The biggest, roomiest, richest and most terrifying of all hospitals...Imagine every kind of patient, sometimes packed three, four, five, or six into a bed, the living alongside the dead and dying, the air polluted by this mass of sick bodies, passing the pestilential germs of their affections from one to the other, and the spectacle of suffering and agony on every hand.

These kinds of harsh conditions prompted discussion of hospital reform among government officials. They called for improvements to the hospital environment and for strategic siting of hospitals to make it easier for families to visit hospital-bound relatives. As finance minister, Jacques Necker was particularly influential in steering the agreed reforms.

One of the first of the proposed "neighborhood hospitals" was the Hospice de Charité, a small-scale hospital located in a vacated monastery. Responsibility for its development was placed on Madame Necker, and she turned it into a facility with a 120-patient capacity. She enlisted the services of around a dozen Sisters of Charity, the women who traditionally managed the day-to-day tasks and tended to patients in French hospitals.

The new hospital began accepting patients in 1778, serving the areas of St. Sulpice and du Gros Caillou in Paris and especially welcoming the poor. Patients had to be residents of the area, and they also had to show proof that they were Catholic, usually by presenting a certificate of baptism and a confession.

Madame Necker aimed to improve patient care while maintaining the institution's financial efficiency, as detailed in the preface of the hospital's first annual report from 1780. She summarized her goals for the Hospice de Charité project thus:

To show the possibility of nursing sick people, each one in a bed to himself, with all the care dictated by the kindliest humanity, without exceeding a fixed price.

The dedication of Madame Necker and the staff to upholding a standard of good care with limited means was recognized by visitors to the hospital. John Howard, a British hospital reformer who visited in 1786, stated that the hospital was a "noble example of private charity". The detailed reports released by the hospital each year further convey Madame Necker's commitment to the project. Not only were illness and patient statistics reported, but also less obvious expenses such as the cost and quantities of food and wine consumed within the hospital.
□ □ □ □ □ □ □
Exercise aim:
Carry on the passage about Madame Necker's Hospice de Charité, beginning right after its last sentence.

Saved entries
□ □ □ □ □ □ □
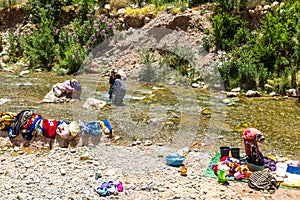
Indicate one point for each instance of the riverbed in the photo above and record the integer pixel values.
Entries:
(172, 115)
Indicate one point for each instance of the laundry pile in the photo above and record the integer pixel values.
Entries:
(261, 172)
(30, 124)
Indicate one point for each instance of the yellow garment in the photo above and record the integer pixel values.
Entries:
(7, 119)
(74, 128)
(292, 180)
(104, 128)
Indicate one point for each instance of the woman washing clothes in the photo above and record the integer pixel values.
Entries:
(112, 79)
(70, 89)
(119, 91)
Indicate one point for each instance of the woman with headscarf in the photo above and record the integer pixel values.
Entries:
(112, 79)
(119, 91)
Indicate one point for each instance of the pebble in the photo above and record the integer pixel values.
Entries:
(60, 174)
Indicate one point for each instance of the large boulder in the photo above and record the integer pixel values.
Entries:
(252, 93)
(92, 103)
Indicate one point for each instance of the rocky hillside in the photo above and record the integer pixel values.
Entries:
(178, 34)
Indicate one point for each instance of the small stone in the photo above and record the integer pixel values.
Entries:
(23, 73)
(148, 143)
(63, 171)
(85, 156)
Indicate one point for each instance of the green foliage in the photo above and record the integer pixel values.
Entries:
(148, 72)
(1, 48)
(8, 3)
(207, 43)
(268, 53)
(14, 48)
(40, 46)
(77, 40)
(52, 9)
(229, 31)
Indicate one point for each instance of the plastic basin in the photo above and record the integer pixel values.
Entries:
(293, 169)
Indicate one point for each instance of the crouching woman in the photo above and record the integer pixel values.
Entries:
(119, 91)
(70, 89)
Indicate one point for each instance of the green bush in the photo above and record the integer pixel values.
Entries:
(40, 47)
(229, 31)
(207, 43)
(148, 72)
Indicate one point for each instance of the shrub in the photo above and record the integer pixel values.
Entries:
(40, 47)
(117, 4)
(207, 43)
(148, 72)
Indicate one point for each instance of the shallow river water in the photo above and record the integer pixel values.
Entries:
(172, 115)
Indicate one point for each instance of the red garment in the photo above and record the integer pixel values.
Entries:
(249, 136)
(49, 126)
(29, 122)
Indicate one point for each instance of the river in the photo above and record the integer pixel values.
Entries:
(172, 115)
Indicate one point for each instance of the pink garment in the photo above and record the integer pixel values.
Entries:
(250, 133)
(69, 86)
(249, 136)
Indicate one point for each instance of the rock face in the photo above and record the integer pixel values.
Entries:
(167, 33)
(92, 103)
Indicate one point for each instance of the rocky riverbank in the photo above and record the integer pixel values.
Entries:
(63, 173)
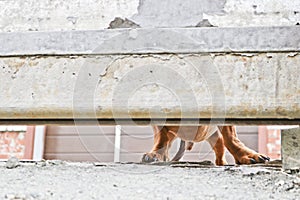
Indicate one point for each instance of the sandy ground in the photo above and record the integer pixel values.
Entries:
(67, 180)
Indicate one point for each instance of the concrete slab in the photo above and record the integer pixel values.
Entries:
(188, 86)
(290, 148)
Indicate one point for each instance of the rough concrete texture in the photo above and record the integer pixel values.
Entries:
(64, 180)
(147, 41)
(30, 15)
(290, 140)
(264, 85)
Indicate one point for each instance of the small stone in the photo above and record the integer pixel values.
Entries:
(9, 196)
(42, 163)
(12, 162)
(279, 183)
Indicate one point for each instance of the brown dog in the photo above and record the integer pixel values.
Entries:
(218, 137)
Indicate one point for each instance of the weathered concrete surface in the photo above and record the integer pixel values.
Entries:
(171, 40)
(64, 180)
(263, 85)
(31, 15)
(290, 148)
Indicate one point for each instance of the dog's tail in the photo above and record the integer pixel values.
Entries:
□ □ □ □ □ □ □
Answer to the exercise:
Madame Necker emphasized hygiene, assigning particular importance to good ventilation. The Hospice de Charité's early mortality rates were somewhat better than at other hospitals, though still high. In 1780, the mortality rate was recorded at 17%, and the next year increased to 21%; by comparison, the overcrowded Hôtel-Dieu had a mortality rate of nearly 25%. Although some critics felt that the Hospice de Charité was not entirely successful in demonstrating the advantages of small hospitals, it proved to be an influential model. With fewer patients to look after and a cleaner environment, physicians were able to study patients more thoroughly and provide them with better care. Madame Necker's hospital model was employed in the development of other such hospitals, including a tiny 6-bed Montpellier hospital for Protestants that was named after her.

In 1788, Madame Necker relinquished her authority over the Hospice de Charité. In 1792, the hospital was renamed Hospice de l’Ouest or Western Hospice. Today, it is known as the Necker-Enfants Malades Hospital.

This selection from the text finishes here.